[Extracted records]
>>>>

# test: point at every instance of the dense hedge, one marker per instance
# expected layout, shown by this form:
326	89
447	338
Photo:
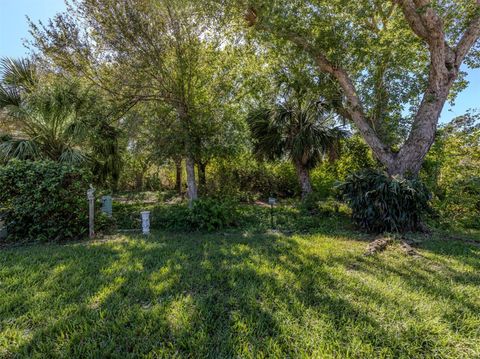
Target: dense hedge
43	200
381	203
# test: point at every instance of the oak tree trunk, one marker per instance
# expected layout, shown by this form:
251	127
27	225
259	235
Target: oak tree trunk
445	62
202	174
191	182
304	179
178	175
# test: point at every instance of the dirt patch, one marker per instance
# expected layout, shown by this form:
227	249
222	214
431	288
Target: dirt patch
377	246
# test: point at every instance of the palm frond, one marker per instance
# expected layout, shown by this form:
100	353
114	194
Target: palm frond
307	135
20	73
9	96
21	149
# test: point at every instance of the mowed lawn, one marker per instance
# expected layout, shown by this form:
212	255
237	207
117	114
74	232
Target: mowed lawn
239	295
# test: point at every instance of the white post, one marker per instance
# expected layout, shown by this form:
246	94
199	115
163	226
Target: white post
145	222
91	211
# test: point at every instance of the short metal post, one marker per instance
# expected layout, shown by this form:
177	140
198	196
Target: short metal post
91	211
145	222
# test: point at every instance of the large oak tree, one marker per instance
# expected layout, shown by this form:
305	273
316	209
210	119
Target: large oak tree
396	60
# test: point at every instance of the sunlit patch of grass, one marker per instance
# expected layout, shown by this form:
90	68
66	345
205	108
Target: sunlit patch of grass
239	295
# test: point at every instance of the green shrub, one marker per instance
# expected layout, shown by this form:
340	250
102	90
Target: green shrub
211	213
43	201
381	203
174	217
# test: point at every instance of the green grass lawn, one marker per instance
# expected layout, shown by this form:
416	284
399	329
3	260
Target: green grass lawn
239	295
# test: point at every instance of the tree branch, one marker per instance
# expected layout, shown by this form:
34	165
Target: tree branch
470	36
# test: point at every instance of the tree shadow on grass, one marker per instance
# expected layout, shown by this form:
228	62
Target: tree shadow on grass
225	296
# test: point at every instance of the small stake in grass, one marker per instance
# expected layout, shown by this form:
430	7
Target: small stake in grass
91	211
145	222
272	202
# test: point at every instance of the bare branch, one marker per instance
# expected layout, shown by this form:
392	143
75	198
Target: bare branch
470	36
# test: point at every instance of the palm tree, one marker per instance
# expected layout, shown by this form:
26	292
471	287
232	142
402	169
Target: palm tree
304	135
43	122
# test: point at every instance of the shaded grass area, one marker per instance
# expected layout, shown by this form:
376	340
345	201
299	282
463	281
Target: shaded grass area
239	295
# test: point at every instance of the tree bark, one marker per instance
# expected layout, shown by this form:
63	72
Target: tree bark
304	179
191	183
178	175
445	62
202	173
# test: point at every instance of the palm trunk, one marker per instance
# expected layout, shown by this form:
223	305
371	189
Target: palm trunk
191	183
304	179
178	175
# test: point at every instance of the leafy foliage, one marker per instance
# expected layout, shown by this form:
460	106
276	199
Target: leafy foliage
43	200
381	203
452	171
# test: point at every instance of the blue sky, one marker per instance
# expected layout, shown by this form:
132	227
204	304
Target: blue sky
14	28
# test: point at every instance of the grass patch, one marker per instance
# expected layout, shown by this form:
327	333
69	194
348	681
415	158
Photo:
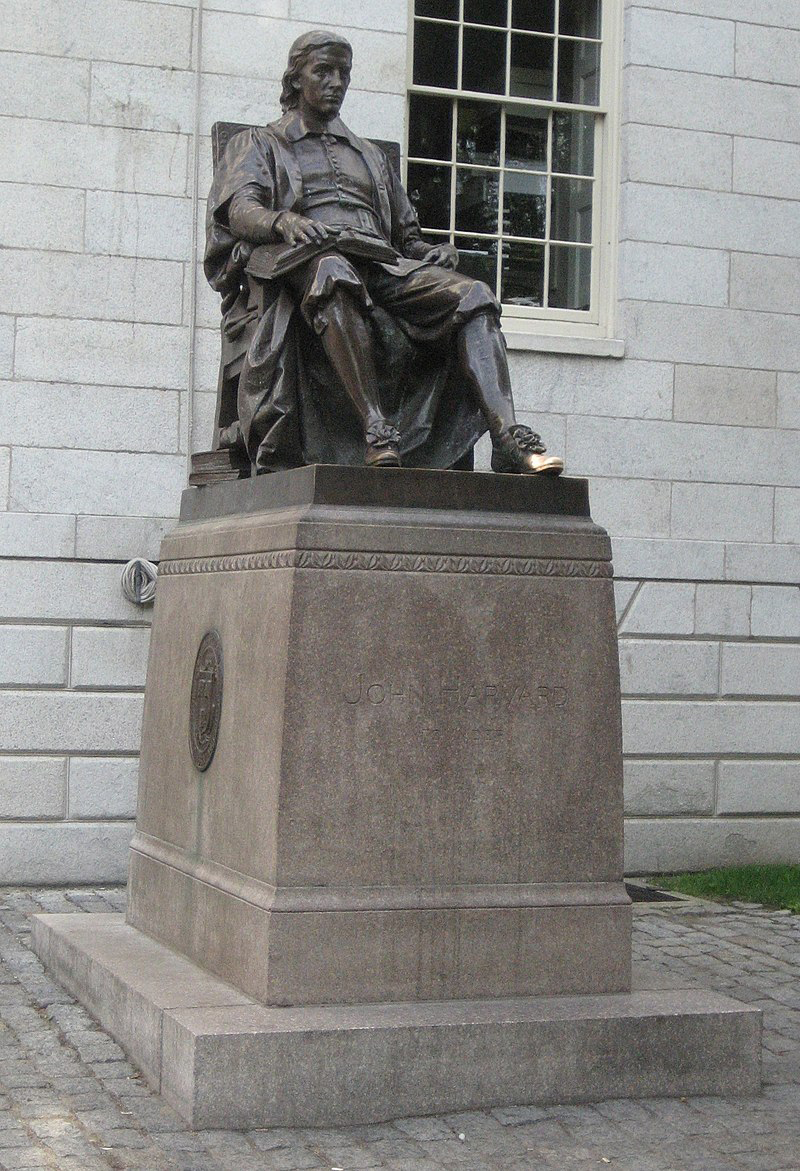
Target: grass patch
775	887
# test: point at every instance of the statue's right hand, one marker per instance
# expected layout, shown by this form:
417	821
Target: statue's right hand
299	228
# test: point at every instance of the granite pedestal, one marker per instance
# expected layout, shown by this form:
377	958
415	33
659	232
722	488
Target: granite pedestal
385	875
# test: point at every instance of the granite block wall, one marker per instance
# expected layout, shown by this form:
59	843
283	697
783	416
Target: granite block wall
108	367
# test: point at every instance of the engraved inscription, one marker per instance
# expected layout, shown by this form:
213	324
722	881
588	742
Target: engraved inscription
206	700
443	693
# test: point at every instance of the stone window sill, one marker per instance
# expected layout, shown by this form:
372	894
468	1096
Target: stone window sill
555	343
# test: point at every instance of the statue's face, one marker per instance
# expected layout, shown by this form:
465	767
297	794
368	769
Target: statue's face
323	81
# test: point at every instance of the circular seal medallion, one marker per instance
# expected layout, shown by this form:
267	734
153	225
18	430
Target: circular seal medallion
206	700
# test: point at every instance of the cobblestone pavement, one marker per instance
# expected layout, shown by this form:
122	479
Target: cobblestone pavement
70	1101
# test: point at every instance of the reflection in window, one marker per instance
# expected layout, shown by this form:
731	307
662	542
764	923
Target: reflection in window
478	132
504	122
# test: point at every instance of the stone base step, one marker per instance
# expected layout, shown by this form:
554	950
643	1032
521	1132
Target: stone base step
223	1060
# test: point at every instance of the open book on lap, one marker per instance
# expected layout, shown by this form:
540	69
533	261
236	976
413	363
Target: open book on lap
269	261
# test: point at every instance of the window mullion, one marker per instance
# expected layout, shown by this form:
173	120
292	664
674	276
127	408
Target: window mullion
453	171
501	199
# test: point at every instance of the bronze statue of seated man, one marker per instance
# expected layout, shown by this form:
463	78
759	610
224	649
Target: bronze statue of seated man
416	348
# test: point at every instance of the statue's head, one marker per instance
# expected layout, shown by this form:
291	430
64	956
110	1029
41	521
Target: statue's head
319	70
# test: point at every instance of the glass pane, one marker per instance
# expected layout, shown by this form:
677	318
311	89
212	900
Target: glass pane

<<<<
>>>>

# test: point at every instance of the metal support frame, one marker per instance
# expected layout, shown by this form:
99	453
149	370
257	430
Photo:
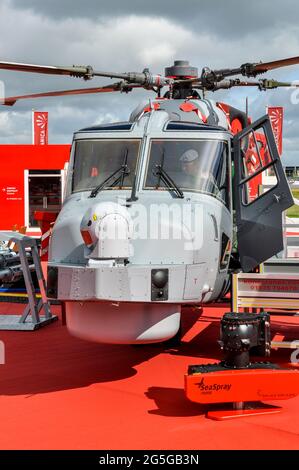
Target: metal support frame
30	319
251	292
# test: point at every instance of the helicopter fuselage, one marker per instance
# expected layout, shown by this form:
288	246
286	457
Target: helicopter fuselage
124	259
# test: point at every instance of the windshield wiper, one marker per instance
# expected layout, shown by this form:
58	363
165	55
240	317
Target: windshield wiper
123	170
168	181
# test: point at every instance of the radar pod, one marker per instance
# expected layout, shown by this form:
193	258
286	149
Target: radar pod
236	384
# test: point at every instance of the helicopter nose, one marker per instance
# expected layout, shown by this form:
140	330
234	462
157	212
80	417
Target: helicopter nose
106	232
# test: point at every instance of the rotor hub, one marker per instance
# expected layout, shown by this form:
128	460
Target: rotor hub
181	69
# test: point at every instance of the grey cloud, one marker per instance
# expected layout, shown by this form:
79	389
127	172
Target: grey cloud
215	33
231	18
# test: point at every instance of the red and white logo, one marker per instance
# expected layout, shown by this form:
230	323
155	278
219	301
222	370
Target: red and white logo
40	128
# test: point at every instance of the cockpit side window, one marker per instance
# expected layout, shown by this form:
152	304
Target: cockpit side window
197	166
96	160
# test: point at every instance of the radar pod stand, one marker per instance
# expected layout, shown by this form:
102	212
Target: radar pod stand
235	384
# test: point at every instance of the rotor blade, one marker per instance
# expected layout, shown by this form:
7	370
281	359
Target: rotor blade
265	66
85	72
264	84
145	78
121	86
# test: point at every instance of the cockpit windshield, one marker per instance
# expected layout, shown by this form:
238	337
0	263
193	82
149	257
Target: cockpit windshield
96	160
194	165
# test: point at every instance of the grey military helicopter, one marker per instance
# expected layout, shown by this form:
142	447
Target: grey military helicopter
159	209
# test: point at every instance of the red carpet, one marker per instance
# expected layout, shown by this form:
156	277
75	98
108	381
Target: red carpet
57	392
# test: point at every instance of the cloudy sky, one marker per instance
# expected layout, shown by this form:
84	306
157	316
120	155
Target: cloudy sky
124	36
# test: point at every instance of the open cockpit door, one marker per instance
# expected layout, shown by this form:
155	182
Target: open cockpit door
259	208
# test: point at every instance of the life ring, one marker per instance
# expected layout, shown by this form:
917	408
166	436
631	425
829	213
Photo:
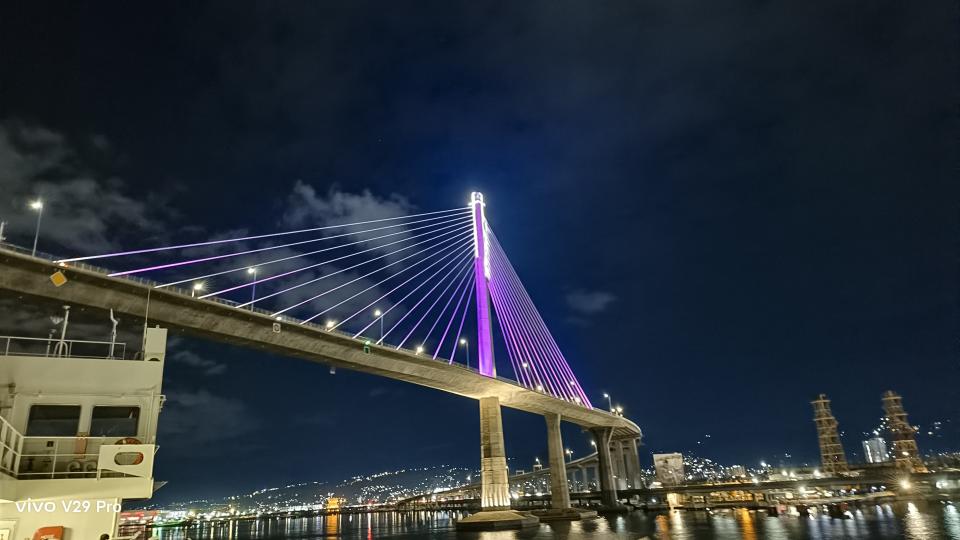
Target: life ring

<<<<
>>>>

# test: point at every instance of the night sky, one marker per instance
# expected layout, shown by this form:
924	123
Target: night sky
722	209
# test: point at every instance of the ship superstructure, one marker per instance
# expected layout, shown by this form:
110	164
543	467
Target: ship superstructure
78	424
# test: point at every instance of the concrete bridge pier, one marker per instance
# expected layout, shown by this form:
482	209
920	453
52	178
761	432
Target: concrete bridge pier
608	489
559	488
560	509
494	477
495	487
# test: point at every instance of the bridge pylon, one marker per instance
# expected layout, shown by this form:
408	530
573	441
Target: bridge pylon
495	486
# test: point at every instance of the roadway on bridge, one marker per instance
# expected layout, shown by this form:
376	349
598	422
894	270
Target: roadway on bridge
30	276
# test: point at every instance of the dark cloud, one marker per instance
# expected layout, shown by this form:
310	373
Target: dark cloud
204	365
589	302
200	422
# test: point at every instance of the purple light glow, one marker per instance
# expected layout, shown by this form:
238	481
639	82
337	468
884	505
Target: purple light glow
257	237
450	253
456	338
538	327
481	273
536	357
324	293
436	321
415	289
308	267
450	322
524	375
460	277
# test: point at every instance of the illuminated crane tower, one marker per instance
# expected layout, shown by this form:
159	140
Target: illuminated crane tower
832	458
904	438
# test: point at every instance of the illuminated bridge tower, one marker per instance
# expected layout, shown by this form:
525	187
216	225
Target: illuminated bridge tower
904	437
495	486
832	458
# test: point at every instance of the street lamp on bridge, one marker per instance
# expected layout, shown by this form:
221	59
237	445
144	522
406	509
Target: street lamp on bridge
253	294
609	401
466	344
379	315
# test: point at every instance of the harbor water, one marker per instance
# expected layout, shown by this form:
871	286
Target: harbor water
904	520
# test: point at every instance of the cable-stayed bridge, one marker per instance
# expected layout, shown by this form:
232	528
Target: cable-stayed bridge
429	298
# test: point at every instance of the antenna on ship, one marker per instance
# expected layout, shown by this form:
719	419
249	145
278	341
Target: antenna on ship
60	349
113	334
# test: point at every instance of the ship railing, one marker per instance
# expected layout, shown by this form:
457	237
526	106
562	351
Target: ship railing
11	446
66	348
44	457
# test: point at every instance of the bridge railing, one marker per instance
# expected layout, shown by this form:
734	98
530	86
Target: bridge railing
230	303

<<<<

The task
Pull out each line of the records above that includes the word "cobblestone", and list those lines as they appear.

Response below
# test: point at every instance of the cobblestone pavement, one marker per instance
Target: cobblestone pavement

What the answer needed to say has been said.